> _Textauszug_
————————
Die Zahlen sind erschreckend: Fehlerhafte Software verursacht in den USA einen Schaden von 2,4 Trillionen Dollar pro Jahr. Das beziffert der zum dritten Mal veröffentlichte Report des Consortium for Information & Software Quality (CISQ) für 2022 – Tendenz steigend. Umgerechnet auf die Wirtschaftsleistung der Schweiz sind das Kosten in Milliardenhöhe. Sie werden in zwei Drittel aller Fälle durch Fehler verursacht, die im laufenden Betrieb auftreten. Darüber hinaus sind die hohen Kosten für die Behebung von Fehlern sowie die indirekten Kosten, die durch den Einsatz veralteter Software erstehen, für den Schaden mitverantwortlich. 

Die einfache Weisheit

Ein interessantes Detail ist die Tatsache, dass wir uns mit dem grossflächigen Einsatz von Open-Source-Software ein Problem eingehandelt haben. Eine durchschnittliche Anwendung mit etwas weniger als 1 Million LoC (Codezeilen) verwendet im Schnitt zwischen 200 und 300 Komponenten eines Drittanbieters – in den meisten Fällen Open-Source-Software. Davon ist mindestens die Hälfte veraltet. Wer sie einsetzt, geht damit ein grosses Risiko ein. Konkret weist der 2024 Open Source Security and Risk Analysis Report nach, dass sogar 54 Prozent aller analysierten Open-Source-Komponenten hochriskante Schwachstellen enthalten, die vielfach durch den Einsatz aktueller Versionen vermieden werden könnten. Die erste Regel der Vermeidung von Fehlern heisst also: immer aktuelle Software einsetzen.
————————
> _Aufgabenstellung_
• a. Erkläre in ein bis drei Sätzen, womit der Text über die Kosten fehlerhafter Software die Regel „immer aktuelle Software einsetzen“ begründet.
• b. Schreibe die Fortsetzung des Textes über die Kosten fehlerhafter Software, beginnend nach seinem letzten Satz.
————————
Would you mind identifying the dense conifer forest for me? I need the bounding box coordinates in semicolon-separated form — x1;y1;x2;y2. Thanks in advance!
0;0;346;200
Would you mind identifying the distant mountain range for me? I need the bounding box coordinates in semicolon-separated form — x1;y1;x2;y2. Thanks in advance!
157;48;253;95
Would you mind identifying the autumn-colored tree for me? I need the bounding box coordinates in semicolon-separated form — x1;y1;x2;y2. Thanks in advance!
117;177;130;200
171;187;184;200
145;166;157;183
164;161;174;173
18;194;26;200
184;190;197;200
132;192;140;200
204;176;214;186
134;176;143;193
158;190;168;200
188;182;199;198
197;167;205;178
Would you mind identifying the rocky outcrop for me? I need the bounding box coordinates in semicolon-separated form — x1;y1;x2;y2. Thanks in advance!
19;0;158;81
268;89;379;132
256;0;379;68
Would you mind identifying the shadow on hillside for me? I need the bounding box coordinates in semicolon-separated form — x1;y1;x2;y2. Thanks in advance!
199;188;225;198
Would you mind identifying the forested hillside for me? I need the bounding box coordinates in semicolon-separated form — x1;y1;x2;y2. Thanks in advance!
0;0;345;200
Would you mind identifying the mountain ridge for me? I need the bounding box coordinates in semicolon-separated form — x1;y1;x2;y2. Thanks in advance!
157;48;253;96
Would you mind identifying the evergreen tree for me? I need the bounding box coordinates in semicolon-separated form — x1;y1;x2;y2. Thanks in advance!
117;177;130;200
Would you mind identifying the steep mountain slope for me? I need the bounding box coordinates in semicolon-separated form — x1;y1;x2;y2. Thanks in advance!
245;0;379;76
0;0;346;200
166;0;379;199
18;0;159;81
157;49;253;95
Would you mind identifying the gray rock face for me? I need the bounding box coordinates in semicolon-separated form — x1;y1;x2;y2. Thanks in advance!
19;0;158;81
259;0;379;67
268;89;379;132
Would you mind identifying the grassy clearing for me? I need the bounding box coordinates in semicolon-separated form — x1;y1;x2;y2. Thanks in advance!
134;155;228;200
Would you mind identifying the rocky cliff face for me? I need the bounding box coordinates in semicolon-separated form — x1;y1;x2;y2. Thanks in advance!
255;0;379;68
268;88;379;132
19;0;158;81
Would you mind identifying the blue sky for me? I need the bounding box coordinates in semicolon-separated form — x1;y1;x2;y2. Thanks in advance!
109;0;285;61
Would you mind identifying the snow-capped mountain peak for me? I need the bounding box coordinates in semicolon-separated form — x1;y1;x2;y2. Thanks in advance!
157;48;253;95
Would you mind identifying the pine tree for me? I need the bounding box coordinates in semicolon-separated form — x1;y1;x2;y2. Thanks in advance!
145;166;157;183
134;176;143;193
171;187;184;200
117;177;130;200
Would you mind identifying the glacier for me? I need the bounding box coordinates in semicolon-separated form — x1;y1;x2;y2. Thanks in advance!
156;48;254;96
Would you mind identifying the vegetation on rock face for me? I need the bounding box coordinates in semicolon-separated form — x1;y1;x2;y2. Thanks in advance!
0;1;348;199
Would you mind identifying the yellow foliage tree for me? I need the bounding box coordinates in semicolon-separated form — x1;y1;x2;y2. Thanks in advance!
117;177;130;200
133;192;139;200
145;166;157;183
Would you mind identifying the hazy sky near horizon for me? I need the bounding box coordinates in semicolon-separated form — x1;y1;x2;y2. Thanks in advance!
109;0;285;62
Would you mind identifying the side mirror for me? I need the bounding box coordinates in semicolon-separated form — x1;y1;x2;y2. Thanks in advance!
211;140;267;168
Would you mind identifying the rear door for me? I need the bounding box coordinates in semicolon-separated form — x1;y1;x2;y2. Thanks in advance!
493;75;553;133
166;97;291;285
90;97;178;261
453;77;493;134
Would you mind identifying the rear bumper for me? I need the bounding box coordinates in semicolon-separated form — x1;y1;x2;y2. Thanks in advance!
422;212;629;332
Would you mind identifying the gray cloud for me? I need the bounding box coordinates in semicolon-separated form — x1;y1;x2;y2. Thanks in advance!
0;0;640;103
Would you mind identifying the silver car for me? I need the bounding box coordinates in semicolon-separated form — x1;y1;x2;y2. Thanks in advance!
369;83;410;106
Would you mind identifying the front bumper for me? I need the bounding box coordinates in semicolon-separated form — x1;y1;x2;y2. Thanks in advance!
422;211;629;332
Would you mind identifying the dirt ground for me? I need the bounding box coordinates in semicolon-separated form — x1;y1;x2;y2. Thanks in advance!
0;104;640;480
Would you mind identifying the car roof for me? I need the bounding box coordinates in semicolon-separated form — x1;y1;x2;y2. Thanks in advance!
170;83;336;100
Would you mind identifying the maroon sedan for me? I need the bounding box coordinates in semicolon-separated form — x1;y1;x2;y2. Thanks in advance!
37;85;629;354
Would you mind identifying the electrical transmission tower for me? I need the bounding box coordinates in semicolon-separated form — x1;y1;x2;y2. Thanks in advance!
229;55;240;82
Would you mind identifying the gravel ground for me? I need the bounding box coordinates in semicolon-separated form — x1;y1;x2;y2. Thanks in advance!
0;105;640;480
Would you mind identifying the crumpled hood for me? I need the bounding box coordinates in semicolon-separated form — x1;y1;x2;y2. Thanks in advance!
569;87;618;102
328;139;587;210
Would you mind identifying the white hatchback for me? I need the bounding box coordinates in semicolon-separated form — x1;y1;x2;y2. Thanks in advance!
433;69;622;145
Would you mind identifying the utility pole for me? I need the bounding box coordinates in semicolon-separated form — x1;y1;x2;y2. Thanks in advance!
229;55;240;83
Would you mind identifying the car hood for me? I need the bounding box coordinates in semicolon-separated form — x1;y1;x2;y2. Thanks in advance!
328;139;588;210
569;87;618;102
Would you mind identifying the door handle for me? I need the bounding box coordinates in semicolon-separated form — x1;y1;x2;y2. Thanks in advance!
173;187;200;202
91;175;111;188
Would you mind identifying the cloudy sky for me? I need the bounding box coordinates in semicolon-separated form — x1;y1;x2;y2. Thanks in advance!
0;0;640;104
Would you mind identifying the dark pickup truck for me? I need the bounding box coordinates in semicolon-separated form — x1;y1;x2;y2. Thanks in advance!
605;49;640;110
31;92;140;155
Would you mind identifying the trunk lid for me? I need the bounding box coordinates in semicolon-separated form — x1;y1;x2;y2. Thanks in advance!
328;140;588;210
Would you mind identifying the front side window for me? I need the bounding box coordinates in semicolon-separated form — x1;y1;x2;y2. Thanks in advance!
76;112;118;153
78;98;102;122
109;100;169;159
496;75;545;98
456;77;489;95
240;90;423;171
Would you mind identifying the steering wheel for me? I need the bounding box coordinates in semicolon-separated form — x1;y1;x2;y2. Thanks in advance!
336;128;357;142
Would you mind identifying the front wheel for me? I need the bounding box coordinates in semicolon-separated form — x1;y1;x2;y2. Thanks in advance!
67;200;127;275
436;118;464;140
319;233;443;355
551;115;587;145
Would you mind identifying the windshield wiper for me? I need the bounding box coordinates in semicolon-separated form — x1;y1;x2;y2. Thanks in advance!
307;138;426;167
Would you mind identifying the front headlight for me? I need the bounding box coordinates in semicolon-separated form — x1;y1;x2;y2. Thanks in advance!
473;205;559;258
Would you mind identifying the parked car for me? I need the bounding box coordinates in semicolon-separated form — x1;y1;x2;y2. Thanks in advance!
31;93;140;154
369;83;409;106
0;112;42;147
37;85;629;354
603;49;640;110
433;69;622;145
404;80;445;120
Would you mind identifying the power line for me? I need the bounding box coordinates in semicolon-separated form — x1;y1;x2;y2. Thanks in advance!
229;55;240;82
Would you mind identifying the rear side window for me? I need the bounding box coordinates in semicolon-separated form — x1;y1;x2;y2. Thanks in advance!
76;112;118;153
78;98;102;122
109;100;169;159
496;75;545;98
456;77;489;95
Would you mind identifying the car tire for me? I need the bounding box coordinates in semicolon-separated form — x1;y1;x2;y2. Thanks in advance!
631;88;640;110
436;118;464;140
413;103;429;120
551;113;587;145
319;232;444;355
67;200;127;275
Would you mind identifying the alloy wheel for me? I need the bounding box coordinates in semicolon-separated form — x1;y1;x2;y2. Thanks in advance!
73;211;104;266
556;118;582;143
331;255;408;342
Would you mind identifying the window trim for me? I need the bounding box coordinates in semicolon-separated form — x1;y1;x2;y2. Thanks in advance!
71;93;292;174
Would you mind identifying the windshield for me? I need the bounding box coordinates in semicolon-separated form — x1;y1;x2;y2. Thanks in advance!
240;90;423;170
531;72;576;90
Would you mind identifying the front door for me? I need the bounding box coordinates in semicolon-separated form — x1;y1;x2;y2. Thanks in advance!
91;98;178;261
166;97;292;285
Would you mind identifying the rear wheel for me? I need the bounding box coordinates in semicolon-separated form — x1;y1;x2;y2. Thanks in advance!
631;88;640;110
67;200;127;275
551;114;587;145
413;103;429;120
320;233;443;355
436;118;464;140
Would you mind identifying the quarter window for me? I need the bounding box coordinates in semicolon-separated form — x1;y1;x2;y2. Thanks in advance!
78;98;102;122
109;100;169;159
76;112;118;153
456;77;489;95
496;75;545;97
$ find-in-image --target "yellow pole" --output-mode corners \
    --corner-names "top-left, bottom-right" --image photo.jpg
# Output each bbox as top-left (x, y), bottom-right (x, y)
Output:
————————
> _Antworten je Aufgabe_
• a. Eine durchschnittliche Anwendung nutzt zwischen 200 und 300 Komponenten von Drittanbietern, meist Open-Source-Software, und mindestens die Hälfte davon ist veraltet. Laut dem 2024 Open Source Security and Risk Analysis Report enthalten 54 Prozent aller analysierten Open-Source-Komponenten hochriskante Schwachstellen, die vielfach durch den Einsatz aktueller Versionen vermieden werden könnten.

• b.
Die schwierige Gesamtsicht

Doch dann wird es unübersichtlich. Die Vermeidung von Fehlern würde voraussetzen, dass wir wissen, wann und wie sie entstehen. Gemäss einer Feldstudie von IBM gibt es über 400 verschiedene Fehlertypen. Das durchschnittliche Vorkommen von Fehlern in Software ist in den letzten Jahrzehnten sehr gut erforscht worden. Die Schwierigkeit jedoch ist und bleibt, dass die Auswirkung eines Fehlers sehr unterschiedlich sein kann. «Software hat diese erstaunlichen Eigenschaften. Manchmal kann man etwas ändern und es passiert überhaupt nichts. Manchmal ändert man etwas und das Licht geht aus und man kann nach Hause gehen», sagte Les Hatton, Professor für forensisches Software Engineering an der Universität Kingston, in einem Vortrag zum Thema «A General Theory of Software Defects». Programmiersprache und Grösse der Software spielen dabei kaum eine Rolle.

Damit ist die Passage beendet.